Adding elevation to DOC track dataset

I don’t know if this is interesting to anyone, but on Friday and for an extra hour or two in the weekend, I was playing around with calculating an elevation profile for walking tracks in NZ.

I started with a dataset from data.govt.nz from the Department of Conservation (which for AU is responsible for walking tracks and facilities at a national level - basically all the national parks, and big walks - local councils take care of smaller parks, tracks etc). That dataset has just over 3,000 records, including a track name, distance in meters, and a path comprised of X,Y points.

For the elevation, I grabbed a dataset from LINZ (Land Information NZ), who maintain topographical map coverage of NZ. The topomaps have lots of detail on them, but I was interested in the contours. Contours are shapes that indicate elevation on a map. Contour lines that are closer together indicate steeper ground, and farther apart, a gentler climb. For the Topo50 map series in NZ, a contour line indicates an altitude gain or loss of 20m. Every 100m, a contour line is displayed as a bolder line with a label indicating the altitude. In the dataset I downloaded from LINZ, contours are represented as polygons. This dataset was reasonably small - 1.8gb compressed. I investigated a digital elevation model, or DEM. This is basically a giant dataset of points, associated with an altitude. Usually, this data is collected from air or spare using LiDAR, which is basically bouncing a laser beam off the ground and measuring the distance. In NZ, LiDAR coverage is still limited to around the main centres. I am going to investigate this more, since there are a couple of 8-meter resolution DEM datasets that I might be able to use - these are derived from the contour lines anyway though, rather than something as precise as LiDAR.

I set up a new PostGIS database, and imported the two datasets, which I had downloaded as shapefiles, using GDAL, in particular, ogr2ogr. GDAL is to geospatial data what ImageMagick is to image data, and is great and converting between formats. Once I had imported this data, I had two tables, doc_tracks, and nz_contours_topo_150k.

I then did a bit of googling, and immediately found a query that did almost literally exactly what I wanted - took an existing line shape, and existing elevation data, and matched one with the other to create a new line shape with elevation (Z axis) added:

WITH
    sequenced_points AS (
        SELECT description, status, length_over_ground, object_type, equipment,
               mln_seq,
               pts.path[1] AS elem_seq,
               pts.path[2] AS pnt_seq,
               pts.geom AS geom
        FROM (
            SELECT descriptio as description, status, shape_leng as length_over_ground, object_typ as object_type, equipment,
                   ROW_NUMBER() OVER() AS mln_seq,
                   (ST_DumpPoints(wkb_geometry)).*
            FROM doc_tracks
        ) AS pts
    )

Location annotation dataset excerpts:
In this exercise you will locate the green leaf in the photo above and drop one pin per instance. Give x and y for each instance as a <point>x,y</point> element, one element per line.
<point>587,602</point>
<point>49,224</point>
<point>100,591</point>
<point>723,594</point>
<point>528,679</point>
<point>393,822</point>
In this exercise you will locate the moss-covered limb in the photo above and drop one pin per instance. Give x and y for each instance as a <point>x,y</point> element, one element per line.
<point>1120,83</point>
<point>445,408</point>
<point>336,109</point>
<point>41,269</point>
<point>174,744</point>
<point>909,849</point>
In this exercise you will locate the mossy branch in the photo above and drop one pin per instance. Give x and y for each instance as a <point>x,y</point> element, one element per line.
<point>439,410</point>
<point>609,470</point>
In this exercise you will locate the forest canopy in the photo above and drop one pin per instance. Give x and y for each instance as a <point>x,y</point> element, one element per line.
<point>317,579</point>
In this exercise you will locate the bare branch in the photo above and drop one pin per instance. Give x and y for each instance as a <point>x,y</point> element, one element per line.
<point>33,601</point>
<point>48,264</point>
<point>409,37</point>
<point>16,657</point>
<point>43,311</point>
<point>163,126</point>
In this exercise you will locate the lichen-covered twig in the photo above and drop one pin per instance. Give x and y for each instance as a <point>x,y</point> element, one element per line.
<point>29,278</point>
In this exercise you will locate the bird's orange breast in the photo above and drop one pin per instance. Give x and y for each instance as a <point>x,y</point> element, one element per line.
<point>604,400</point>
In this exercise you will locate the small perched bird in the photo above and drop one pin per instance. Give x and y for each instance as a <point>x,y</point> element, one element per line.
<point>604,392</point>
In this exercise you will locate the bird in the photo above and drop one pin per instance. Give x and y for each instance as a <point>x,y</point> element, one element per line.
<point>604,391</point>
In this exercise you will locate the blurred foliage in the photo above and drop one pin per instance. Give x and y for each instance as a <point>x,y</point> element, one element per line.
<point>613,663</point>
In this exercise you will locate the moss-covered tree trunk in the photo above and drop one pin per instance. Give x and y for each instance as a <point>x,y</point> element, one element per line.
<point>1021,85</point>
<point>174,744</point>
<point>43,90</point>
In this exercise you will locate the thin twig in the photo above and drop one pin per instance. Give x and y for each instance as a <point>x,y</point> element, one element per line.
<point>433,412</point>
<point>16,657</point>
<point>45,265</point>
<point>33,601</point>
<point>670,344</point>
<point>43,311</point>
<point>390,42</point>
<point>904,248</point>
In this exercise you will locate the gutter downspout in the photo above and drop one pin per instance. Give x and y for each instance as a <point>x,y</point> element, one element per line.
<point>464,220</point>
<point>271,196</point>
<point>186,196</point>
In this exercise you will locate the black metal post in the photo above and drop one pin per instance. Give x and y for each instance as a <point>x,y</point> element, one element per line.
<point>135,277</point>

Request 1 :: In the post on adding elevation to walking tracks, what altitude change does a single contour line mark on the Topo50 map series?
Request 2 :: Transcribe the stretch of the post on adding elevation to walking tracks from "I set up a new" through "doc_tracks, and nz_contours_topo_150k.".

Finished answer 1 :: A gain or loss of 20 meters.

Finished answer 2 ::
I set up a new PostGIS database, and imported the two datasets, which I had downloaded as shapefiles, using GDAL, in particular, ogr2ogr. GDAL is to geospatial data what ImageMagick is to image data, and is great and converting between formats. Once I had imported this data, I had two tables, doc_tracks, and nz_contours_topo_150k.